PROBLEM TO SOLVE ▸
Copy out every line of the entries below, requests included, but leave out the pictures. Scale each bounding box coordinate in the answers by 0.8 and round it to a whole number, rounding halves up, while the numbers in the requests stay as they are.

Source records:

** Start **

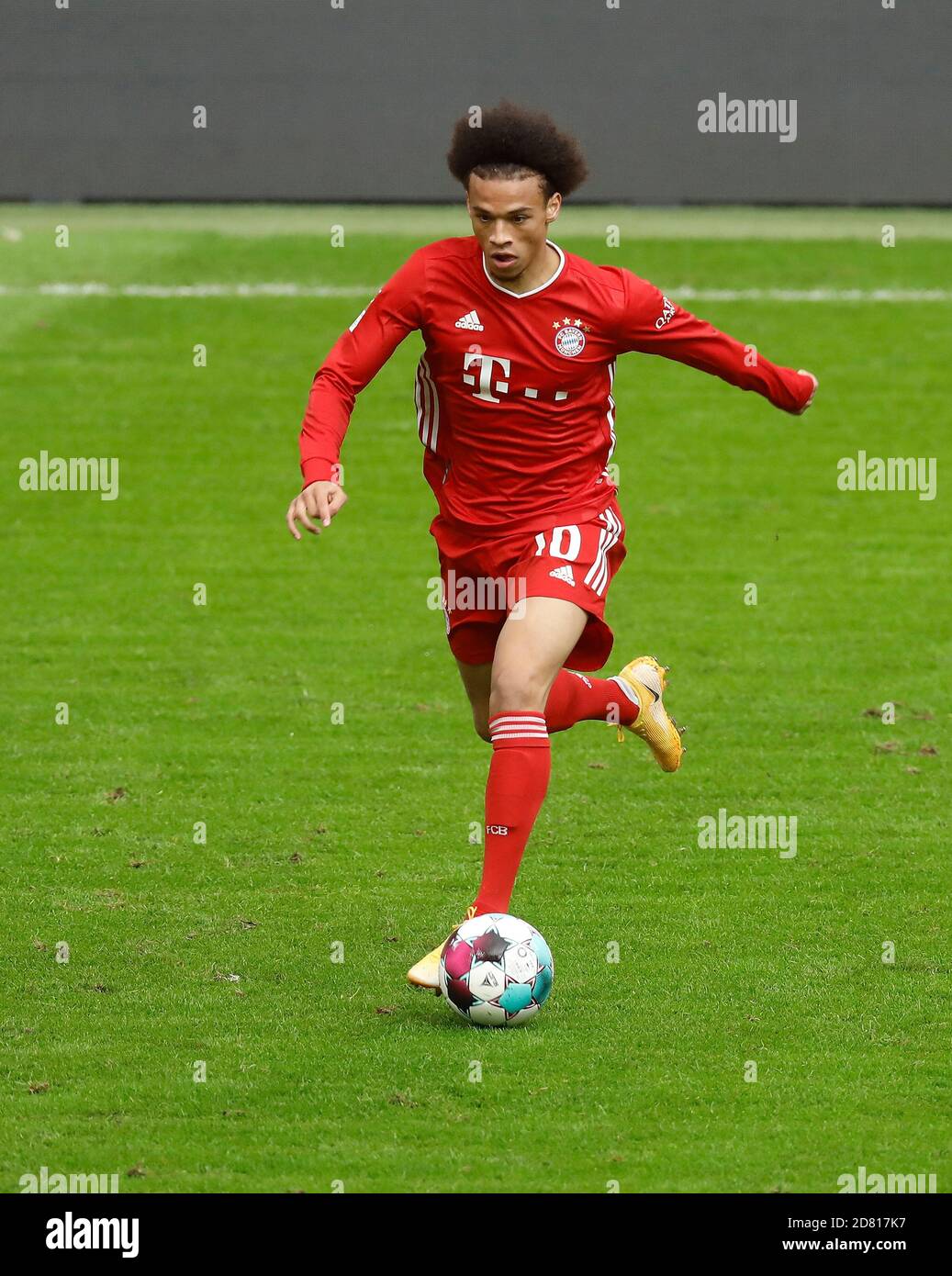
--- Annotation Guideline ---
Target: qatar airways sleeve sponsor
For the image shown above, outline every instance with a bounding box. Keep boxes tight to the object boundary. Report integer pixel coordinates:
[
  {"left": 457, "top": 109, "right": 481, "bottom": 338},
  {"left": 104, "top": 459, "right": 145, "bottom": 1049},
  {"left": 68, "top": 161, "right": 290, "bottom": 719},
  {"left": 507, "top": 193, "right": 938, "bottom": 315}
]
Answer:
[
  {"left": 298, "top": 252, "right": 426, "bottom": 487},
  {"left": 616, "top": 271, "right": 817, "bottom": 413}
]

** End **

TASK RESULT ▸
--- Annotation Guideline ---
Target: qatar airways sleeve sponsor
For the image shown above, outline every instance with a bounding box. Keep boxes tight to the object boundary. Report integer pixel coordinates:
[
  {"left": 457, "top": 109, "right": 481, "bottom": 338},
  {"left": 104, "top": 459, "right": 145, "bottom": 1049},
  {"left": 68, "top": 161, "right": 290, "bottom": 719},
  {"left": 507, "top": 193, "right": 938, "bottom": 315}
]
Answer:
[
  {"left": 238, "top": 202, "right": 341, "bottom": 390},
  {"left": 493, "top": 217, "right": 654, "bottom": 330}
]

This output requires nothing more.